EXERCISES TO COMPLETE
1 - Using the excerpt on AI reasoning models, answer each question briefly.
(a) Which two models were run in both their regular and "thinking" versions?
(b) What did the programs do when the prompt explicitly offered them an efficient direct solution algorithm?
(c) Which models produced algorithmically correct solutions for 15-disk Hanoi problems after Lawsen's change?
2 - Quote the excerpt on AI reasoning models word for word. Begin at the words "Models like Claude, Gemini, and" and stop after "of algorithm generation.".

EXTRACT
▽
The authors applied both the regular (LLM) and “thinking” LRM versions of Claude 3.7 Sonnet and DeepSeek to a number of mathematical type puzzles. Open AI’s o-series were used to a lesser extent. An advantage of these puzzles is that researchers can, while keeping the basic form of the puzzle, dial in more or less complexity.

They found, among other things, that the LRMs did well up to a certain point, then suffered “complete collapse” as complexity was increased. Also, at low complexities, LLMs actually outperform LRMs. And (perhaps the most vivid evidence of lack of actual understanding on the part of these programs), when they were explicitly offered an efficient direct solution algorithm in the prompt, the programs did not take advantage of it, but instead just kept grinding away in their usual fashion.

As might be expected, AI skeptics were all over the blogosphere, saying, I told you so, LLMs are just massive exercises in pattern matching, and cannot extrapolate outside of their training set. This has massive implications for what we can expect in the near or intermediate future. Among other things, the optimism about AI progress is largely what is fueling the stock market, and also capital investment in this area: Companies like Meta and Google are spending ginormous sums trying to develop artificial “general” intelligence, paying for ginormous amounts of compute power, with those dollars flowing to firms like Microsoft and Amazon building out data centers and buying chips from Nvidia. If the AGI emperor has no clothes, all this spending might come to a screeching crashing halt.

Ars Technica published a fairly balanced account of the controversy, concluding that, “Even elaborate pattern-matching machines can be useful in performing labor-saving tasks for the people that use them… especially for coding and brainstorming and writing.”

Comments on this article included one like:

LLMs do not even know what the task is, all it knows is statistical relationships between words.   I feel like I am going insane. An entire industry’s worth of engineers and scientists are desperate to convince themselves a fancy Markov chain trained on all known human texts is actually thinking through problems and not just rolling the dice on what words it can link together.

And

if we equate combinatorial play and pattern matching with genuinely “generative/general” intelligence, then we’re missing a key fact here. What’s missing from all the LLM hubris and enthusiasm is a reflexive consciousness of the limits of language, of the aspects of experience that exceed its reach and are also, paradoxically, the source of its actual innovations. [This is profound, he means that mere words, even billions of them, cannot capture some key aspects of human experience]

However, the AI bulls have mounted various come-backs to the Apple paper. The most effective I know of so far was published by Alex Lawsen, a researcher at LLM firm Open Philanthropy. Lawsen’s rebuttal, titled “The Illusion of the Illusion of Thinking,  was summarized by Marcus Mendes. To summarize the summary, Lawsen claimed that the models did not in general “collapse” in some crazy way. Rather, the models in many cases recognized that they would not be able to solve the puzzles given the constraints input by the Apple researchers. Therefore, they (rather intelligently) did not try to waste compute power by grinding away to a necessarily incomplete solution, but just stopped. Lawsen further showed that the ways Apple ran the LRM models did not allow them to perform as well as they could. When he made a modest, reasonable change in the operation of the LRMs,

Models like Claude, Gemini, and OpenAI’s o3 had no trouble producing algorithmically correct solutions for 15-disk Hanoi problems, far beyond the complexity where Apple reported zero success.

Lawsen’s conclusion: When you remove artificial output constraints, LRMs seem perfectly capable of reasoning about high-complexity tasks. At least in terms of algorithm generation.

And so, the great debate over the prospects of artificial general intelligence will continue.
△
DATA EXTRACT
▽
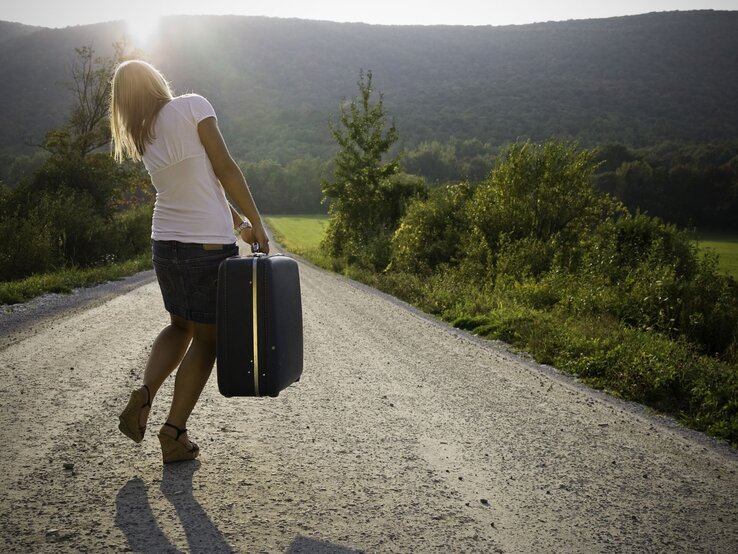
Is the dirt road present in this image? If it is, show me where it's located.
△
▽
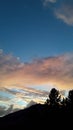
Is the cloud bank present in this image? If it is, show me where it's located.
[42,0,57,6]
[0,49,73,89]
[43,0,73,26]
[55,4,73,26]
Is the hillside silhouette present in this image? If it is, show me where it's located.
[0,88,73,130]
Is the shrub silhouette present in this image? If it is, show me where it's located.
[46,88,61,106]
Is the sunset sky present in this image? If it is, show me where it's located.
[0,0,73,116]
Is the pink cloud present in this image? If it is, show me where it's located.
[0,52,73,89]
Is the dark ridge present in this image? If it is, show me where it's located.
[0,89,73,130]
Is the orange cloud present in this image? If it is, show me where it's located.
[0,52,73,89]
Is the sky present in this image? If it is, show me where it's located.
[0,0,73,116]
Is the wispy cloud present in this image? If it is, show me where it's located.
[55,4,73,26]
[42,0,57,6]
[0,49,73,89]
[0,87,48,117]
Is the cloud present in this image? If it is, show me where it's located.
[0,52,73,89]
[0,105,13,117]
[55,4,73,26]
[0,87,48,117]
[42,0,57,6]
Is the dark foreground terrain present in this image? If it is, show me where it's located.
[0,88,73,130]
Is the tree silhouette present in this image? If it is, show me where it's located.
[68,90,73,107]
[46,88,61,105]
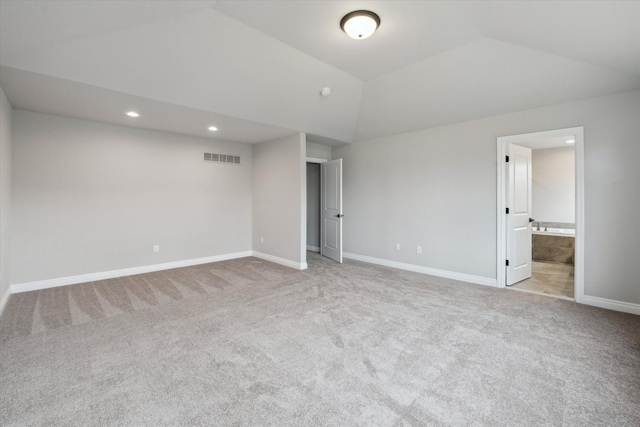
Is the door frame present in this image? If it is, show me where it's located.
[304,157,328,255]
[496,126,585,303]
△
▽
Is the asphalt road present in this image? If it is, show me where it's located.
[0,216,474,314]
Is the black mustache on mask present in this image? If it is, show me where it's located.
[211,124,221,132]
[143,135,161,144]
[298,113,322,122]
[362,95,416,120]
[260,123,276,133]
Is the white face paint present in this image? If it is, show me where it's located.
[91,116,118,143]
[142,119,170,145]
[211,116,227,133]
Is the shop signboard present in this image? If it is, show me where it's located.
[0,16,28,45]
△
RESPONSES FOR EACH TASK
1 -
(a) Claude 3.7 Sonnet and DeepSeek.
(b) They did not take advantage of it and kept grinding away in their usual fashion.
(c) Claude, Gemini, and OpenAI's o3.

2 -
Models like Claude, Gemini, and OpenAI’s o3 had no trouble producing algorithmically correct solutions for 15-disk Hanoi problems, far beyond the complexity where Apple reported zero success.

Lawsen’s conclusion: When you remove artificial output constraints, LRMs seem perfectly capable of reasoning about high-complexity tasks. At least in terms of algorithm generation.